**Work required**
How many lines of the records below contain the string "rickshaw"? Case matters, and the reply should be the number alone.

**Extracted data**
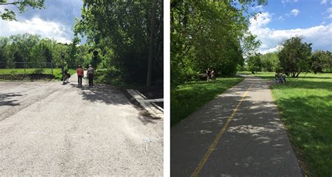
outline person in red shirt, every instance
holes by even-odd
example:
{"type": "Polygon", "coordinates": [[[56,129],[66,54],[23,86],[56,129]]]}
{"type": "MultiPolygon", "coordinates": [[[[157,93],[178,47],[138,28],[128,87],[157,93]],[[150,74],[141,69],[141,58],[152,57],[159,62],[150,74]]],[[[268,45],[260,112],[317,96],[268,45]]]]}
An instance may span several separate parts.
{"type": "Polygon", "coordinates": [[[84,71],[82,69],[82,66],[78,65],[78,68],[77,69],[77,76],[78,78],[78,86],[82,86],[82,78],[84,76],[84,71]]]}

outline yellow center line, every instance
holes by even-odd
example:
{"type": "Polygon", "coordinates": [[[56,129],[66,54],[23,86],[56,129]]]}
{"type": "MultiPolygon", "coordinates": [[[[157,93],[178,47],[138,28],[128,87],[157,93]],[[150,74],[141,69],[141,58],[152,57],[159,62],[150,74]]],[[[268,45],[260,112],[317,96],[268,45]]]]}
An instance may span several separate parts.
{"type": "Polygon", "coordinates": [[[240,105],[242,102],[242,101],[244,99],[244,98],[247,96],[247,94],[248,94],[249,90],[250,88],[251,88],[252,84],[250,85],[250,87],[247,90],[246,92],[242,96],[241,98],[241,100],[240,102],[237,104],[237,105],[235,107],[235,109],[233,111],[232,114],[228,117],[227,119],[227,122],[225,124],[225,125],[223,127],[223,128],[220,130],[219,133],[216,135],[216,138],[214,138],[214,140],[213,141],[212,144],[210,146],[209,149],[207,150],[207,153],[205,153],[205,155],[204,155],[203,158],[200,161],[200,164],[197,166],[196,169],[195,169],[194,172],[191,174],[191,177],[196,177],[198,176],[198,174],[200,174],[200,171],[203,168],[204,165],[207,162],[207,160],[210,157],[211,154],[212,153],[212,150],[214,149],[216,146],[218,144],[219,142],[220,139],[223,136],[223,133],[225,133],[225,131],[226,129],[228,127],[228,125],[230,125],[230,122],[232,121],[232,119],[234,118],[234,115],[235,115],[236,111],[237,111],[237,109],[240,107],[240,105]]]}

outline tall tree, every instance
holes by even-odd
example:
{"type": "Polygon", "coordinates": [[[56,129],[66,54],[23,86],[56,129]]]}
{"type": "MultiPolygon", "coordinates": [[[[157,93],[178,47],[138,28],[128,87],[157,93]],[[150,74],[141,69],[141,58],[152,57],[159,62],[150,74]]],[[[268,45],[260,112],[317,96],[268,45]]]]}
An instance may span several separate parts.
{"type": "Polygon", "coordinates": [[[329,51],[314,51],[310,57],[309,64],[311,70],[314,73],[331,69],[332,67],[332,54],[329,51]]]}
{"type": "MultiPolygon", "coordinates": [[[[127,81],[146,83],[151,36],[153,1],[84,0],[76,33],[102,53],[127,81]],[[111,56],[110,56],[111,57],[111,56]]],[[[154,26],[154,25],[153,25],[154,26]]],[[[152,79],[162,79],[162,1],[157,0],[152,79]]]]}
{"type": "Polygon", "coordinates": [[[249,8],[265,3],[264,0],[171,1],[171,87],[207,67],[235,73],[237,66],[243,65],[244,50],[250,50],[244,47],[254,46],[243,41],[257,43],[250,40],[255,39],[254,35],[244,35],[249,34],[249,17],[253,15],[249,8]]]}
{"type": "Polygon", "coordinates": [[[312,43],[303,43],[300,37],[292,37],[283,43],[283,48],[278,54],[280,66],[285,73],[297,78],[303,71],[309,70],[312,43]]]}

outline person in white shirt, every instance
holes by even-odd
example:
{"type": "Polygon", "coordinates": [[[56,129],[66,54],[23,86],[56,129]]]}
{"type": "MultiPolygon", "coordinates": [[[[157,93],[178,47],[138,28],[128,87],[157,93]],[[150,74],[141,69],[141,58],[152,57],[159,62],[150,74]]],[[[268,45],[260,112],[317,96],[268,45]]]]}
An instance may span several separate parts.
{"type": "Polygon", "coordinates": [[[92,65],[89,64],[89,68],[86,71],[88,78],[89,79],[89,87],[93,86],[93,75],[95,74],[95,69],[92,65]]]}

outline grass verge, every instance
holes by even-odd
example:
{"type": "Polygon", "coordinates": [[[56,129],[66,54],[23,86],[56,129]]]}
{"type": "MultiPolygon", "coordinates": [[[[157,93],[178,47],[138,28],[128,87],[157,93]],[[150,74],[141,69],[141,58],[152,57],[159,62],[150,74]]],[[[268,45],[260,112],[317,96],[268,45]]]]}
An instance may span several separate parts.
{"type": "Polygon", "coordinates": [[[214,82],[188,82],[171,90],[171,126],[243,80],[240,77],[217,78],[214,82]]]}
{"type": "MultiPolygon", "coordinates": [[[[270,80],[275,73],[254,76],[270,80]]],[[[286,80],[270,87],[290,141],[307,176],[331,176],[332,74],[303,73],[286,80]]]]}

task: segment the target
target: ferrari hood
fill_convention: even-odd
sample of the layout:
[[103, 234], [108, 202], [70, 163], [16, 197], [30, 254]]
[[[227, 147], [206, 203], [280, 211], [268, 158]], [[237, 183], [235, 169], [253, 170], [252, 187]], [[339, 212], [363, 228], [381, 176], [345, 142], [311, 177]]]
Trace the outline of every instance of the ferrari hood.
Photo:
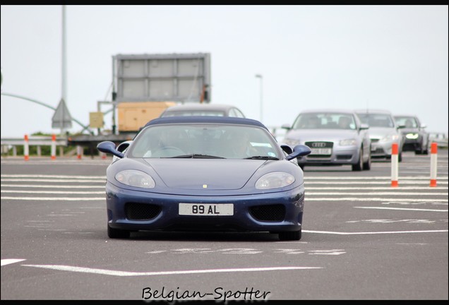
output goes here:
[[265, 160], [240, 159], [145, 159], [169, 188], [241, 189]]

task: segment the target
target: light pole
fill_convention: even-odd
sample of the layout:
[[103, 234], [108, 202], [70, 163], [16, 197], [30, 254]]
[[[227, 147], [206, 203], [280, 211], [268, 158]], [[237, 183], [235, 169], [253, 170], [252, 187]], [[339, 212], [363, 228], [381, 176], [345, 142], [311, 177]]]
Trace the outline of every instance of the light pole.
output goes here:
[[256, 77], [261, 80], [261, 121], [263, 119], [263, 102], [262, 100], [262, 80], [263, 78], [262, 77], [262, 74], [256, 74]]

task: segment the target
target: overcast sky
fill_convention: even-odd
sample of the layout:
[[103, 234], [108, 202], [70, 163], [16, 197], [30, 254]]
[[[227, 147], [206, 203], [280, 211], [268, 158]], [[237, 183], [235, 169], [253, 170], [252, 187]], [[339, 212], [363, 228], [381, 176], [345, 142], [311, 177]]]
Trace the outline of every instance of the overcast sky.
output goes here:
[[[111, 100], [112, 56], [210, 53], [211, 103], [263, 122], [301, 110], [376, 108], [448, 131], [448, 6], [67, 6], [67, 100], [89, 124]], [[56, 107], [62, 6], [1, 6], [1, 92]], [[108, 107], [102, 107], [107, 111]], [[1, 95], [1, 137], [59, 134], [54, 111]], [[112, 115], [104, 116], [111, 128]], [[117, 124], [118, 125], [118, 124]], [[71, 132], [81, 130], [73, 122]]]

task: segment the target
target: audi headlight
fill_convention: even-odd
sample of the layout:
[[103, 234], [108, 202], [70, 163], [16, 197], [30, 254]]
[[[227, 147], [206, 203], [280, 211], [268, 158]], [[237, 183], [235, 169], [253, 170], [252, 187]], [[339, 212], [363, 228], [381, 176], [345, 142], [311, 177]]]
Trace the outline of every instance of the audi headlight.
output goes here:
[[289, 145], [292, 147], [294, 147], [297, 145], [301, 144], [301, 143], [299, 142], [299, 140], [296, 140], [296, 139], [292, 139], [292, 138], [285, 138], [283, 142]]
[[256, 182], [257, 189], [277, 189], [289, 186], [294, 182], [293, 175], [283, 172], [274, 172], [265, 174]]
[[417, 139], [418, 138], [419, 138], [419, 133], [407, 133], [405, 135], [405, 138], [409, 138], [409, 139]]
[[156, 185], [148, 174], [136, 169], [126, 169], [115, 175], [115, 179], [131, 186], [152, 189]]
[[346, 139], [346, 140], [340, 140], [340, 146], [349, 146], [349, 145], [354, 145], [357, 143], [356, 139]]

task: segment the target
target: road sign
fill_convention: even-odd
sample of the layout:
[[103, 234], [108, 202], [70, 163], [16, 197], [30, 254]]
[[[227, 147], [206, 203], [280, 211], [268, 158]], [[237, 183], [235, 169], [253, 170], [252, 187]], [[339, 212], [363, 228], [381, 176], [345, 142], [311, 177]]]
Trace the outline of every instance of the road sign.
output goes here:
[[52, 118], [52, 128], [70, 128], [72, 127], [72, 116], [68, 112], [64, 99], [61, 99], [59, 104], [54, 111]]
* * *
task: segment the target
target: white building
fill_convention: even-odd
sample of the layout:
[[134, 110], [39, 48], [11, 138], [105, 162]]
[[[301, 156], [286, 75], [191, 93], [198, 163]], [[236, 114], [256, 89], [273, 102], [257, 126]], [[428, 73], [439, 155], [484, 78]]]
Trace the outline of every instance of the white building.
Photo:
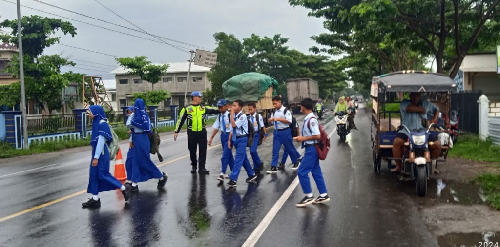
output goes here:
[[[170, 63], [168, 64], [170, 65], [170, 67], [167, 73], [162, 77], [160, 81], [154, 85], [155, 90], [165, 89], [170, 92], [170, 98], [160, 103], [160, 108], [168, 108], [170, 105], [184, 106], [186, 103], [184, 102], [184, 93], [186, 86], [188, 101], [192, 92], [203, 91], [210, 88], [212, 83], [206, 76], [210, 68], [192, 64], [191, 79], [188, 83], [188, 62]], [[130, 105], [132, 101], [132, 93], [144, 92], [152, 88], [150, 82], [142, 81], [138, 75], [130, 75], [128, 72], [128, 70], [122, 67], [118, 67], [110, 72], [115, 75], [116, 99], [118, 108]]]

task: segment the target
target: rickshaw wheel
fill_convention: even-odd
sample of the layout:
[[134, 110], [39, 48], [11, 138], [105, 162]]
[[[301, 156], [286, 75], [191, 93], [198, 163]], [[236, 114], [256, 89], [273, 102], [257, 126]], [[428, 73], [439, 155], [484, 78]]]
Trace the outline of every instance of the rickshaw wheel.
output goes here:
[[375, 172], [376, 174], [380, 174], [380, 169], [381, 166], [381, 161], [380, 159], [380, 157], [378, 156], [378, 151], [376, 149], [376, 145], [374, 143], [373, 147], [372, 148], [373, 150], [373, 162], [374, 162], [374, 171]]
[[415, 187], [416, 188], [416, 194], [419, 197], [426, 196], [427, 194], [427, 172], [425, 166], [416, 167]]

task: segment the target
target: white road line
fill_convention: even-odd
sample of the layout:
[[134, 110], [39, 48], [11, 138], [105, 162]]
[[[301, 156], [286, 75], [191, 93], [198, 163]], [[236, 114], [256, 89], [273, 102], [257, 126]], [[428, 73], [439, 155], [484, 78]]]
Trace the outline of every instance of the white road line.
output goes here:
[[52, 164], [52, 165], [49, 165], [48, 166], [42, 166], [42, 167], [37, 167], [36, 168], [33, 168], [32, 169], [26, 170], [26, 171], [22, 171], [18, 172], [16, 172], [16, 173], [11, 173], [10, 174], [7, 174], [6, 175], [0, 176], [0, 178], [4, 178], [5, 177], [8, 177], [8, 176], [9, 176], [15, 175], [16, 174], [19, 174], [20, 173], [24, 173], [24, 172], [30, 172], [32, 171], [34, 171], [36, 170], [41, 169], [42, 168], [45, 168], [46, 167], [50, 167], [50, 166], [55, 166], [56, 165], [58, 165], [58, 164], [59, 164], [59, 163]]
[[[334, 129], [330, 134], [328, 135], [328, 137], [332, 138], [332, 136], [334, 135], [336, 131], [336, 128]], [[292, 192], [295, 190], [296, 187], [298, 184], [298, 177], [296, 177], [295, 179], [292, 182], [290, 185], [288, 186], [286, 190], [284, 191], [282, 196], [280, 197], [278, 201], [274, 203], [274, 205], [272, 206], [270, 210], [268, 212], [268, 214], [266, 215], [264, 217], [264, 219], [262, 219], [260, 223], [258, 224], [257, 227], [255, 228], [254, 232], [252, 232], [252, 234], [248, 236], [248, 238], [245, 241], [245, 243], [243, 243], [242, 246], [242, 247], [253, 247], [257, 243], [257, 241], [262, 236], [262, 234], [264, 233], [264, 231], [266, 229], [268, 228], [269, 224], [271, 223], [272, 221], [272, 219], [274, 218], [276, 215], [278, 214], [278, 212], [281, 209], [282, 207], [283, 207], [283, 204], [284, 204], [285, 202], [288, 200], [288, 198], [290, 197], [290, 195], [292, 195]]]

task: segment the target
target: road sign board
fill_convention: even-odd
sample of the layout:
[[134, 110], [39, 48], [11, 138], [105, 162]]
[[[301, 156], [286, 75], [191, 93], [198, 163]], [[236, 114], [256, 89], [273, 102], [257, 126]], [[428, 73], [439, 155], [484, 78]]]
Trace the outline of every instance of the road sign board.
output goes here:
==
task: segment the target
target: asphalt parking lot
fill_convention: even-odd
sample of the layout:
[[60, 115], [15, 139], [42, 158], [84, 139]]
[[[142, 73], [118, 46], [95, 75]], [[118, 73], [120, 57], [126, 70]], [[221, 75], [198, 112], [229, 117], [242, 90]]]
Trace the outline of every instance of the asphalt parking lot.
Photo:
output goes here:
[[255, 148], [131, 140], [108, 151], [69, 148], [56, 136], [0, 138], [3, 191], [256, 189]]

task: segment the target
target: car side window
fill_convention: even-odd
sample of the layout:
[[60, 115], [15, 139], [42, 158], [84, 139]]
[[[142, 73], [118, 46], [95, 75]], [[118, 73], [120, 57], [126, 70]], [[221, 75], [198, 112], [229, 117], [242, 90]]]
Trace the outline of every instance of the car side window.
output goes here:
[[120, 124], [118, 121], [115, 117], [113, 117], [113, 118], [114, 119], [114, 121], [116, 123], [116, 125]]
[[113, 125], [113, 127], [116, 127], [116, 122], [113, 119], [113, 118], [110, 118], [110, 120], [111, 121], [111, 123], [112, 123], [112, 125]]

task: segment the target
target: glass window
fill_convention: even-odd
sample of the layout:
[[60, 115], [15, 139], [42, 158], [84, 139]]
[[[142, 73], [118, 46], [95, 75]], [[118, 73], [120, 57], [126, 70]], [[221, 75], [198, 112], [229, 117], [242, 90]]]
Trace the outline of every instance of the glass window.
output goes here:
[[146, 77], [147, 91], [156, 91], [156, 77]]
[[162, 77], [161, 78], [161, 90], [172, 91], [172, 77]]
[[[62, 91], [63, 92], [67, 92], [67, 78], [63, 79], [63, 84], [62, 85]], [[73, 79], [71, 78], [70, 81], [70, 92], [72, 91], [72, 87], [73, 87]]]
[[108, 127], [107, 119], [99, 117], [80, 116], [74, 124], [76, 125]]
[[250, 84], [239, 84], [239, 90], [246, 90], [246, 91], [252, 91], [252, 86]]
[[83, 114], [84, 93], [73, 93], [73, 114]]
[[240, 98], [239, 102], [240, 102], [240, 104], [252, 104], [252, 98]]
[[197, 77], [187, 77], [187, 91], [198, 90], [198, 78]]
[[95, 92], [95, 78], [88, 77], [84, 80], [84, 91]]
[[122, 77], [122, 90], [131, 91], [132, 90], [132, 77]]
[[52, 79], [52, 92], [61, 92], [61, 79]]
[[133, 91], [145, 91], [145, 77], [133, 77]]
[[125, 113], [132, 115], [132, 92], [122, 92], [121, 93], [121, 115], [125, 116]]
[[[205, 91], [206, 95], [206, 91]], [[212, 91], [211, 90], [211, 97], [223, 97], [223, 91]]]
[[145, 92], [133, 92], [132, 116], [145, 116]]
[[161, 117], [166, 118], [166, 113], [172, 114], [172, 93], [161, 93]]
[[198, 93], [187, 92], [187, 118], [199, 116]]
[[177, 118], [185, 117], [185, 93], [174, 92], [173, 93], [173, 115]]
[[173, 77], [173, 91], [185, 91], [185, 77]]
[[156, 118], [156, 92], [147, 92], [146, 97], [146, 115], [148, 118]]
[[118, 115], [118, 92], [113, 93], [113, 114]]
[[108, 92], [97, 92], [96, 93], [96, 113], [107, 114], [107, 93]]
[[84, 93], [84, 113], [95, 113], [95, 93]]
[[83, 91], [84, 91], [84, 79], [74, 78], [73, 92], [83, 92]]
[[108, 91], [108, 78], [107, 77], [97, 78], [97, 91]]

**Completed task**
2